# [Document section]
□ □ □ □ □

I would think Google would be the best bet for an answer to a question like that. I work in survey analysis and I know the sample sizes I like to see for different projects, but as for the equations to work out the percentages and what that actually represents...well, I'm not so sure on those - and also (like my antipathy towards "p-numbers") somewhat sceptical too. But 2,000 seems like a reasonable number for something like this.
Not that it matters, as i was talking about Pennsylvania... but since i was curious, i verified with Wayback Machine all but 3 states (that i am choosing to assume had "after election acceptance of mail-in ballots" before Covid) and the conclusion: 15 states had mail-in rules allowing ballots to be accepted if postmarked the day before (5 states) or up to the day of election (8-10 states).
Texas only allows, if postmarked the day before election, until 5pm the day after election. but all other states are ranging from 3-10 days after election.
i couldnt verify DC and North Dakota (and i didnt feel like looking up their statutes). Ohio i verified back to March 2020.
Other 12 are: Alaska, California, Illinois, Iowa, Kansas, Maryland, New York (the only one in the Northeast), N. Carolina, N.Dakota, Ohio, Texas, Utah, Washington and surprisingly West Virginia.
did your polling place team a republican volunteer with a democrat volunteer? I trust my state mostly because all the polling places (we see on the news anyway) team a repub and dem to work together and watch each other.
I think that is the simplest solution to lack of trust in elections.
How many right leaners did you have on your staff? How many left leaners? Did you have equal representation?
Do you personally feel that the excessive mail-in ballots (including those that arrived after election day) made this 2020 election unique, as far as trust in the system?

□ □ □ □ □

# [Data drawn from a collection]
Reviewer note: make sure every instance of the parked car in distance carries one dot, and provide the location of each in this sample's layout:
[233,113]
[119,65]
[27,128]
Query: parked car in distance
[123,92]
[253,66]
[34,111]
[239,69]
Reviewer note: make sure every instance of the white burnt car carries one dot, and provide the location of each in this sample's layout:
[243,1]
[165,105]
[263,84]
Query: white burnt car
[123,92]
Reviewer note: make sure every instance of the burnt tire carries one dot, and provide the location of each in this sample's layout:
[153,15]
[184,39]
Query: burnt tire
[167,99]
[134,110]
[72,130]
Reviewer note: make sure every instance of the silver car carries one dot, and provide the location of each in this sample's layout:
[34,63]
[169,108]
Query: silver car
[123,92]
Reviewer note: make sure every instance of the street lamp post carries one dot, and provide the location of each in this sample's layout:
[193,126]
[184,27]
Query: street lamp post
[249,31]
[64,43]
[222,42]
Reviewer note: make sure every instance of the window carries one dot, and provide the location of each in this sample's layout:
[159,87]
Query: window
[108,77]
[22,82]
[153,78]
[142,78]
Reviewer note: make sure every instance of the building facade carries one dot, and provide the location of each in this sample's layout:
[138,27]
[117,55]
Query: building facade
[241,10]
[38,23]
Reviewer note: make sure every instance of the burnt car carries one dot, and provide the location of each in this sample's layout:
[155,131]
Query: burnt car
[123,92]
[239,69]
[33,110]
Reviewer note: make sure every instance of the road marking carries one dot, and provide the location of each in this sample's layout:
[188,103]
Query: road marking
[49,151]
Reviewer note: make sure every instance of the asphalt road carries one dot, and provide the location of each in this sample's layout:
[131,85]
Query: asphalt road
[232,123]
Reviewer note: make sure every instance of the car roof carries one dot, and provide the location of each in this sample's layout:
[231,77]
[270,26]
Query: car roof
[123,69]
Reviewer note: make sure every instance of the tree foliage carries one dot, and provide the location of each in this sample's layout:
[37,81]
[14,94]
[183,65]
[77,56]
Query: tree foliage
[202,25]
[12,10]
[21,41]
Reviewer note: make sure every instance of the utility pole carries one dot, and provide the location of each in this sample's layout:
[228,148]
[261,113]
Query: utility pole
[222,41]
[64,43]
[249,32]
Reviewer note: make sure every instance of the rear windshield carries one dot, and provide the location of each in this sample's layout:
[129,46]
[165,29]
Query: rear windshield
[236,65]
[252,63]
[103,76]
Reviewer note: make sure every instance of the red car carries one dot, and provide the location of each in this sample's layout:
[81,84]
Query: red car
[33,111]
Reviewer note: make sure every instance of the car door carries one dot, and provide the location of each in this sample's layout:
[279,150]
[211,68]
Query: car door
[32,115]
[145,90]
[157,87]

□ □ □ □ □

# [Exercise set]
(A) How would you sum up the discussion of mail-in ballots and election trust in two sentences?
(B) Can you resume the discussion of mail-in ballots and election trust after its last sentence?

# [Responses by task]
(A) One comment calls 2,000 a reasonable sample size and expresses doubt about the equations behind survey percentages, while another reports using the Wayback Machine to find that 15 states had mail-in rules accepting ballots postmarked the day before or up to election day. The discussion also presents pairing a Republican volunteer with a Democratic one at polling places as the simplest answer to distrust in elections, and asks about the political balance of staff and whether mail-in ballots made the 2020 election unique for trust in the system.

(B)
While i do think the vast vast majority of poll workers work in good faith, was there a way that you could have messed with votes if say you were one in a thousand that wasn't acting in good faith?
By law, polling places have minority party and majority party observes who are part of the precinct team. There are also provisions for registered observers to be present at the polling place as long as they do not interfere with voting.
I think COVID and a general interest in the election ramped up participation, to include mail ins. Turnout at my polling place was heavy. Probably 1,100 people voted in person, which was about 50%, not counting mail votes.
Other steps include: (1) voters actually write their own ballots on the first voting machine, (2) they then cast their vote in a collection machine that scans the ballot and keeps a hard copy of it. The electronic copy is stored on a stick drive. None of the machines connect with any wireless source. (3) At the end of the day, the machine prints out a complete tally of all votes. (4) We do a hand count of all unused ballots before the vote and after it. (5) This count has to match all ballots cast, spoiled ballots, etc. Hand sanitizer accounted for a few spoiled ballots. (6) We count up all provisional ballots. All of this work is done in the presence of all poll workers and everyone signs every audit document.